* COSA FARAI *
1/ Trascrivi senza alcuna modifica la parte del testo sull'onere della prova nelle cause di discriminazione che si apre con le parole contenenti "Il fatto affrontato" e si chiude con "rapporto di apprendistato.".
2/ Nel testo sull'onere della prova nelle cause di discriminazione, riscrivi come elenco puntato il paragrafo che comincia con "La vicenda processuale trae origine", mantenendone i fatti principali.
3/ Prosegui il testo sull'onere della prova nelle cause di discriminazione a partire dal punto in cui si ferma.

* ESTRATTO FORNITO *
::::
Ne consegue, sul piano pratico, che in un procedimento anti discriminatorio, mentre la lavoratrice che invoca l’illegittimità della condotta è tenuta a provare – anche per mezzo di elementi presuntivi – che il trattamento che risulta meno favorevole rispetto a quello riservato ai colleghi in condizioni analoghe, il datore di lavoro, per escluderla, dovrà invece dimostrare che la decisione sarebbe stata operata con i medesimi parametri anche nei confronti di qualsiasi lavoratore privo del fattore di rischio che si fosse trovato nella stessa posizione (in senso conforme, ex pluris: Cass. n. 1/2020).
Del resto, la necessità di operare dei correttivi ai normali criteri di onere probatorio nei casi di discriminazione – che comportano indubbie difficoltà da parte del lavoratore ad offrire validi elementi di prova a sostegno dei propri assunti – era già stata avvertita anche dalla disciplina comunitaria, tanto da spingersi ad offrire a tutti i singoli Stati membri la libertà di prevedere un regime di ripartizione meno gravoso, disponendo espressamente che “Gli Stati membri, secondo i loro sistemi giudiziari, adottano i provvedimenti necessari affinché spetti alla parte convenuta provare l’insussistenza della violazione del principio della parità di trattamento ove chi si ritiene leso dalla mancata osservanza nei propri confronti di tale principio abbia prodotto dinanzi ad un organo giurisdizionale, ovvero dinanzi ad un altro organo competente, elementi di fatto in base ai quali si possa presumere che ci sia stata discriminazione diretta o indiretta… La presente direttiva non osta a che gli Stati membri impongano un regime probatorio più favorevole alla parte attrice” (direttiva n. 2006/54/CE).
Il fatto affrontato e l’esito dei giudizi di merito
La vicenda processuale trae origine dal ricorso ex art. 38, comma 3, D.Lgs n. 198/2006, promosso da un’apprendista al fine di ottenere l’accertamento e la repressione del comportamento asseritamente discriminatorio tenuto dal datore di lavoro in relazione alla disdetta dal contratto di apprendistato professionalizzante. La lavoratrice lamentava, infatti, che, a fronte di circa duecento apprendisti assunti a tempo indeterminato, la mancata assunzione della ricorrente fosse connessa alle due gravidanze dalla stessa portate a termine nel corso del rapporto di apprendistato.
::::
* MATERIALE FORNITO *
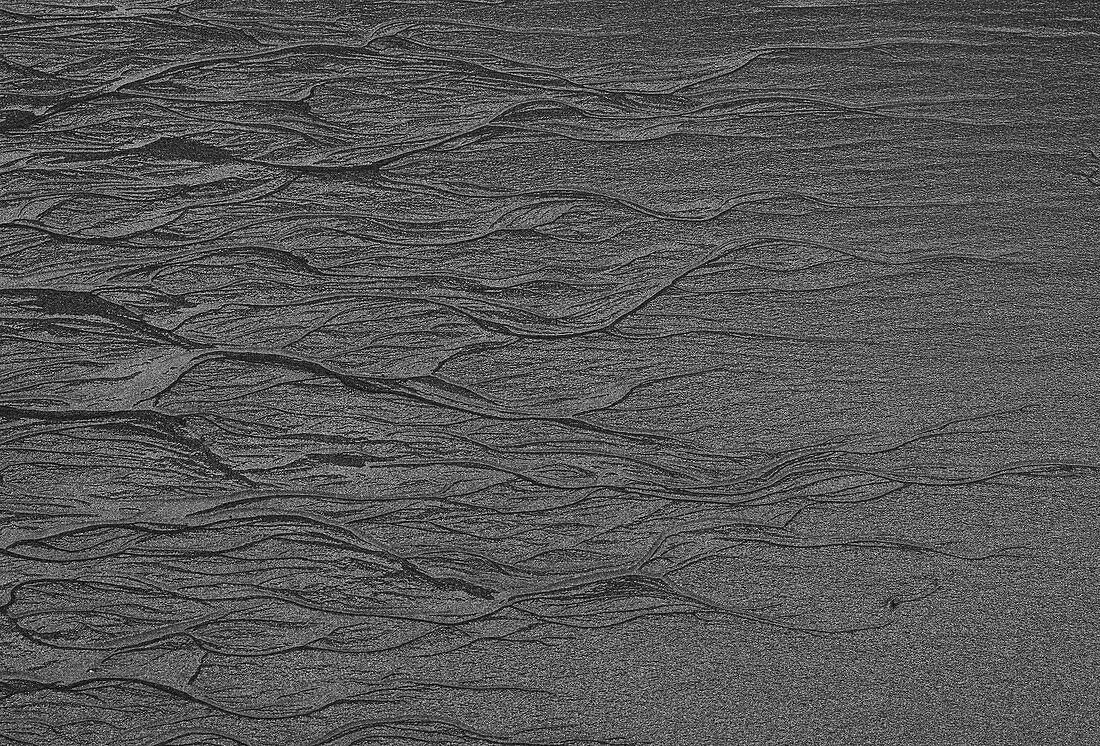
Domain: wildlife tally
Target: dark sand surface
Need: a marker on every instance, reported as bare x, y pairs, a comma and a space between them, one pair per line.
::::
* RISPOSTE *
1/
Il fatto affrontato e l’esito dei giudizi di merito
La vicenda processuale trae origine dal ricorso ex art. 38, comma 3, D.Lgs n. 198/2006, promosso da un’apprendista al fine di ottenere l’accertamento e la repressione del comportamento asseritamente discriminatorio tenuto dal datore di lavoro in relazione alla disdetta dal contratto di apprendistato professionalizzante. La lavoratrice lamentava, infatti, che, a fronte di circa duecento apprendisti assunti a tempo indeterminato, la mancata assunzione della ricorrente fosse connessa alle due gravidanze dalla stessa portate a termine nel corso del rapporto di apprendistato.

2/
- Il processo nasce da un ricorso ex art. 38, comma 3, D.Lgs n. 198/2006, presentato da un'apprendista.
- L'apprendista chiedeva di accertare e reprimere il comportamento del datore di lavoro, a suo dire discriminatorio, legato alla disdetta del contratto di apprendistato professionalizzante.
- Lamentava che circa duecento apprendisti erano stati assunti a tempo indeterminato, mentre lei no.
- Secondo lei, la mancata assunzione dipendeva dalle due gravidanze portate a termine durante il rapporto di apprendistato.

3/
Il giudice di primo grado, in accoglimento del ricorso della lavoratrice avverso il decreto di rigetto emesso all’esito della fase sommaria, ordinava alla società di cessare il comportamento discriminatorio e di rimuoverne gli effetti, reintegrando la lavoratrice nel posto di lavoro precedentemente occupato, con la ricostruzione della carriera sotto il profilo giuridico ed economico, considerando la disdetta come mai intervenuta.
La Corte di Appello riformava la sentenza di primo grado, statuendo che gli elementi addotti dalla lavoratrice a sostegno del carattere discriminatorio della condotta datoriale fossero privi dei caratteri di precisione e concordanza necessari per poter fondare una presunzione di discriminazione superabile solo in presenza di prova negativa offerta dalla parte datoriale.
Osservava la Corte territoriale che “il recesso è atto in sé neutro, privo di concordanza, ancor più nello specifico in cui la disdetta risultava comunicata circa 17 mesi dopo la seconda maternità; parimenti, la proroga del contratto di formazione per un periodo corrispondente a quello delle assenze per gravidanza, maternità e malattia, costituiva un fattore neutro ispirato al principio, a tutela di entrambe le parti del contratto, di garantire la effettività della formazione“.